● Exercise aim:
Format every line of the items below as a JSON list of strings, one string per line, leaving out blank lines.

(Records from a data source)
"""
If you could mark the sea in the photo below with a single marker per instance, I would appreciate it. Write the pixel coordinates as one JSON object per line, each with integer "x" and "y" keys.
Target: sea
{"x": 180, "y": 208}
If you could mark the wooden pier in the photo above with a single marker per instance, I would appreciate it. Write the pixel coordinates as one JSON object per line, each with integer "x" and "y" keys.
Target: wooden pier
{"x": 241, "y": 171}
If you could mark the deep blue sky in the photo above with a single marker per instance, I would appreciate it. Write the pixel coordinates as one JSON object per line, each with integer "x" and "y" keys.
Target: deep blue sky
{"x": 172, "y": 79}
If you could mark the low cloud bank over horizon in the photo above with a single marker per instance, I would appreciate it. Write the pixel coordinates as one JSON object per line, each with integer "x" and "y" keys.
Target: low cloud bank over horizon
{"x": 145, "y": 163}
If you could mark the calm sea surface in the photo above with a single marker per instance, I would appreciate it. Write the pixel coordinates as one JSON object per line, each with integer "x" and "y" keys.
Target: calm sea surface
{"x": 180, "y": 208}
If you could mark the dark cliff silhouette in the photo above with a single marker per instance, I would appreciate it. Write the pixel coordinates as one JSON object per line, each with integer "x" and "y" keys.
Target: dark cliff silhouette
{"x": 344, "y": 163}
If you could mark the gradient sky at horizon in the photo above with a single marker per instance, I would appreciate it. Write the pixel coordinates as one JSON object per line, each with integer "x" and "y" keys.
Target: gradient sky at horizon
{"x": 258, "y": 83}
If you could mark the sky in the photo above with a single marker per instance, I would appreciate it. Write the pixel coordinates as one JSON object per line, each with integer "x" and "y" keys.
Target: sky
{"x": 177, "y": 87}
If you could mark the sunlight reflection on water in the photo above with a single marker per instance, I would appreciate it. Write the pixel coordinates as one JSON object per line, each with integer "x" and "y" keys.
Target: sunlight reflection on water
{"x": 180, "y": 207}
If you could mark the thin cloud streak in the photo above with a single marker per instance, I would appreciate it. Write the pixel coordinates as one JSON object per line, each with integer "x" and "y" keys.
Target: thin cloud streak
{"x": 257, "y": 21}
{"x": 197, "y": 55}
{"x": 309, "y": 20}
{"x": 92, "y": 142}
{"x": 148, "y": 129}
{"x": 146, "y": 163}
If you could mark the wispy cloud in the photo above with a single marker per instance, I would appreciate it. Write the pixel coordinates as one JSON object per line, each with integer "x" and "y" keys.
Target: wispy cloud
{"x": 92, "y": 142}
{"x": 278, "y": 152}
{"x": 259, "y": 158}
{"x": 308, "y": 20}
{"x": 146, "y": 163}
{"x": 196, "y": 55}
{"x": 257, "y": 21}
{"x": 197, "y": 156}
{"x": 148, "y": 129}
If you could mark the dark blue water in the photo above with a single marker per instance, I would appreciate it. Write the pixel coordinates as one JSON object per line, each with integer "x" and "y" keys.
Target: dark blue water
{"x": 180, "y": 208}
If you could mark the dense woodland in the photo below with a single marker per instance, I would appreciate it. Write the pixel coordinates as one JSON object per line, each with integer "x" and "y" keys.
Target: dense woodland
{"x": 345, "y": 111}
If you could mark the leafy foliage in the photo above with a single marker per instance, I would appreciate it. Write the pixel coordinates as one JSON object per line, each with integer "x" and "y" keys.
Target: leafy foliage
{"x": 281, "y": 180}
"""
● Exercise solution:
[
  "If you could mark the sea in the photo below with a single marker per instance, I would appreciate it. Write the pixel coordinates as one JSON object per line, each with integer \"x\" and \"y\" keys.",
  "Target: sea",
  "{\"x\": 180, \"y\": 208}",
  "If you could mark the wooden pier in the photo above with a single marker per instance, I would appreciate it. Write the pixel coordinates as one JSON object per line, each with integer \"x\" and \"y\" keys.",
  "Target: wooden pier",
  "{\"x\": 241, \"y\": 171}",
  "If you could mark the deep blue sky in the photo above with a single marker per instance, I would appreciate it. Write the pixel coordinates as one JSON object per line, each with integer \"x\" and \"y\" keys.",
  "Target: deep blue sky",
  "{\"x\": 172, \"y\": 79}",
  "If you could mark the low cloud bank over horizon in the photo above with a single marker per instance, I would appreciate it. Write the pixel coordinates as one JSON object per line, each with integer \"x\" and \"y\" keys.",
  "Target: low cloud bank over horizon",
  "{\"x\": 145, \"y\": 163}",
  "If you could mark the calm sea surface in the photo above with a single marker per instance, I would appreciate it. Write the pixel coordinates as one JSON object per line, each with integer \"x\" and \"y\" keys.",
  "Target: calm sea surface",
  "{\"x\": 180, \"y\": 208}",
  "If you could mark the dark cliff silhouette in the photo above with a single marker per instance, I would appreciate it. Write the pixel coordinates as one JSON object per line, each with integer \"x\" and \"y\" keys.",
  "Target: dark cliff silhouette",
  "{\"x\": 344, \"y\": 163}",
  "If you could mark the gradient sky at horizon in the photo above with a single marker per instance, I would appreciate it. Write the pixel coordinates as one JSON object per line, each with integer \"x\" and \"y\" keys.",
  "Target: gradient sky at horizon",
  "{\"x\": 258, \"y\": 83}",
  "If you could mark the sky in the photo above with a single marker per instance, I would appreciate it. Write the pixel coordinates as one JSON object per line, each with integer \"x\" and \"y\" keys.",
  "Target: sky",
  "{\"x\": 177, \"y\": 87}",
  "If you could mark the sunlight reflection on water in the photo above with a single marker per instance, I would appreciate it. Write the pixel coordinates as one JSON object per line, each with integer \"x\" and \"y\" keys.",
  "Target: sunlight reflection on water",
  "{\"x\": 180, \"y\": 207}",
  "If you could mark the thin cloud streak in the photo above with a single marker per instance, I would appreciate it. Write the pixel coordinates as one JSON object per line, each with integer \"x\" and \"y\" keys.",
  "Target: thin cloud streak",
  "{\"x\": 257, \"y\": 21}",
  "{\"x\": 197, \"y\": 55}",
  "{\"x\": 309, \"y\": 20}",
  "{\"x\": 92, \"y\": 142}",
  "{\"x\": 148, \"y\": 129}",
  "{\"x\": 146, \"y\": 163}",
  "If you could mark the wispy cloud in the photo above with a single marker per instance, I would appreciate it. Write the pixel coordinates as one JSON object per line, each with integer \"x\" and \"y\" keys.",
  "Target: wispy cloud",
  "{\"x\": 92, \"y\": 142}",
  "{\"x\": 278, \"y\": 152}",
  "{\"x\": 259, \"y\": 158}",
  "{\"x\": 308, \"y\": 20}",
  "{\"x\": 146, \"y\": 163}",
  "{\"x\": 196, \"y\": 55}",
  "{\"x\": 257, \"y\": 21}",
  "{\"x\": 197, \"y\": 156}",
  "{\"x\": 148, \"y\": 129}",
  "If you could mark the dark blue water in the photo above with a single marker per instance, I would appreciate it. Write the pixel coordinates as one JSON object per line, each with integer \"x\" and \"y\" keys.",
  "Target: dark blue water",
  "{\"x\": 180, \"y\": 208}",
  "If you could mark the dense woodland in the photo below with a single marker per instance, I would appreciate it. Write the pixel coordinates as one JSON object per line, each with integer \"x\" and \"y\" keys.",
  "Target: dense woodland",
  "{\"x\": 345, \"y\": 111}",
  "If you could mark the leafy foliage in the photo above with a single marker per instance, I would appreciate it. Write the pixel coordinates as one JSON object per line, each with integer \"x\" and \"y\" keys.",
  "Target: leafy foliage",
  "{\"x\": 281, \"y\": 180}"
]